▸ Text shown
* start *
The Nissan Technical Center in Farmington Hills, MI (Ni... The Nissan Technical Center in Farmington Hills, MI (Nissan).
Four months ago, Chrysler took the highly unusual step of advertising its Detroit roots during the Super Bowl.

The campaign has drawn a lot of attention, as well as mixed reviews for its effectiveness. Detroit, indeed most of Southeast Michigan, after all, has a reputation as a broken and battered city. What will surprise many car buyers, though, is that the leading Asian auto makers turn to the expertise found in the greater Detroit area to engineer many of their most important vehicles for the U.S.

Take the Toyota Tundra pickup truck. A slow seller so far since Toyota introduced the brawny pickup in early 2008, the Tundra is nonetheless a very capable pickup that Toyota expects to eventually challenge the Ford F Series and Chevy Silverado with builders and contractors once the pall lifts off the new-house construction industry. The truck was not engineered and developed in Japan, though, but rather at Toyota's technical center in Ann Arbor, Mich., about 45 miles west of Detroit.

Best Selling Car in America Born in Detroit -- To Toyota

Toyota's tech center, which has also led engineering on such important models as the Toyota Camry (the best-selling sedan in the U.S.), Toyota Avalon and Highlander, and Lexus ES350, is not alone in choosing greater Detroit as a center for engineering and technical development. Hyundai, Nissan and Honda also have major presences here.

"The best asset southeast Michigan has for the future is not so much labor, but the enormous intellectual property development that is here and the experience of engineers," says David Cole, chairman emeritus of The Center or Auto Research, in Ann Arbor, Mich. Cole is also leading a new venture, AutoHarvest, an Ann Arbor-based firm that seeks to being together auto companies, other industries and university researchers together to exchange intellectual property.
* end *
▸ Set exercise 1
According to the auto engineering article, where was the Toyota Tundra engineered and developed?
The auto engineering article has no connection to the rows that come after it.

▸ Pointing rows
* start *
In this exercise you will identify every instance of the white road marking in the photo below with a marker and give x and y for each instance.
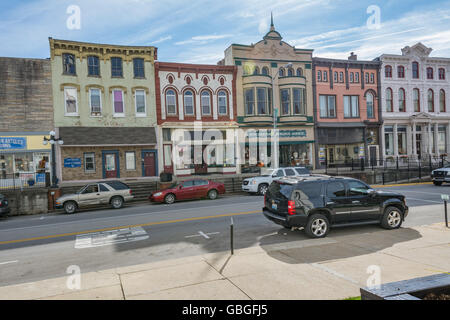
(8, 262)
(202, 234)
(106, 238)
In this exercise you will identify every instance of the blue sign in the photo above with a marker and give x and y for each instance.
(11, 143)
(72, 162)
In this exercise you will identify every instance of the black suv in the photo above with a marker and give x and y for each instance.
(318, 203)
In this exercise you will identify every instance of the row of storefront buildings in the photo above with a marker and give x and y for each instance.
(121, 113)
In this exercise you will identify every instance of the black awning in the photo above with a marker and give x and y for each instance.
(91, 136)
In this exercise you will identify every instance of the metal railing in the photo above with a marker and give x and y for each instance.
(22, 180)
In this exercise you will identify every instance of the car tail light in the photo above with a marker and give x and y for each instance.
(291, 207)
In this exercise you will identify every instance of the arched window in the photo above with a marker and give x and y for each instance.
(415, 70)
(401, 100)
(171, 102)
(222, 102)
(442, 100)
(430, 73)
(430, 100)
(206, 102)
(389, 107)
(369, 103)
(388, 72)
(188, 103)
(441, 74)
(416, 100)
(401, 72)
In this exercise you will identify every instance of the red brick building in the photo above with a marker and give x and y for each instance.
(346, 110)
(196, 114)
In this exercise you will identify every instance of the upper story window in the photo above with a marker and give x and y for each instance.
(222, 102)
(285, 101)
(415, 70)
(430, 73)
(401, 72)
(327, 106)
(370, 106)
(189, 103)
(95, 102)
(93, 66)
(69, 64)
(442, 100)
(430, 100)
(206, 102)
(116, 67)
(416, 100)
(171, 102)
(138, 67)
(298, 99)
(140, 102)
(249, 100)
(351, 106)
(71, 101)
(389, 106)
(441, 74)
(388, 72)
(401, 100)
(118, 103)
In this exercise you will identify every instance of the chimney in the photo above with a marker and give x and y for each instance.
(353, 56)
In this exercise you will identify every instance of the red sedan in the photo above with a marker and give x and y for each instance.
(187, 190)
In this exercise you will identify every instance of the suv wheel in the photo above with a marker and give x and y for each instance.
(317, 226)
(170, 198)
(262, 188)
(70, 207)
(392, 218)
(117, 202)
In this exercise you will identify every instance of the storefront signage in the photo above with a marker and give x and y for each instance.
(11, 143)
(72, 162)
(281, 133)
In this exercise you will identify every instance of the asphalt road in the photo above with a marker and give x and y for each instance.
(40, 247)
* end *
▸ Set exercise 2
Offset the stretch of rows from the line containing "of the storefront" through the end of the rows by adding 3 to every x and y coordinate in the answers. Reproduce that stretch in full, requests included.

▸ Correct result 1
At Toyota's technical center in Ann Arbor, Mich., about 45 miles west of Detroit.

▸ Correct result 2
In this exercise you will identify every instance of the storefront signage in the photo above with a marker and give x and y for each instance.
(14, 146)
(75, 165)
(284, 136)
In this exercise you will identify every instance of the asphalt road in the photo above with a marker and give x and y for each instance.
(43, 250)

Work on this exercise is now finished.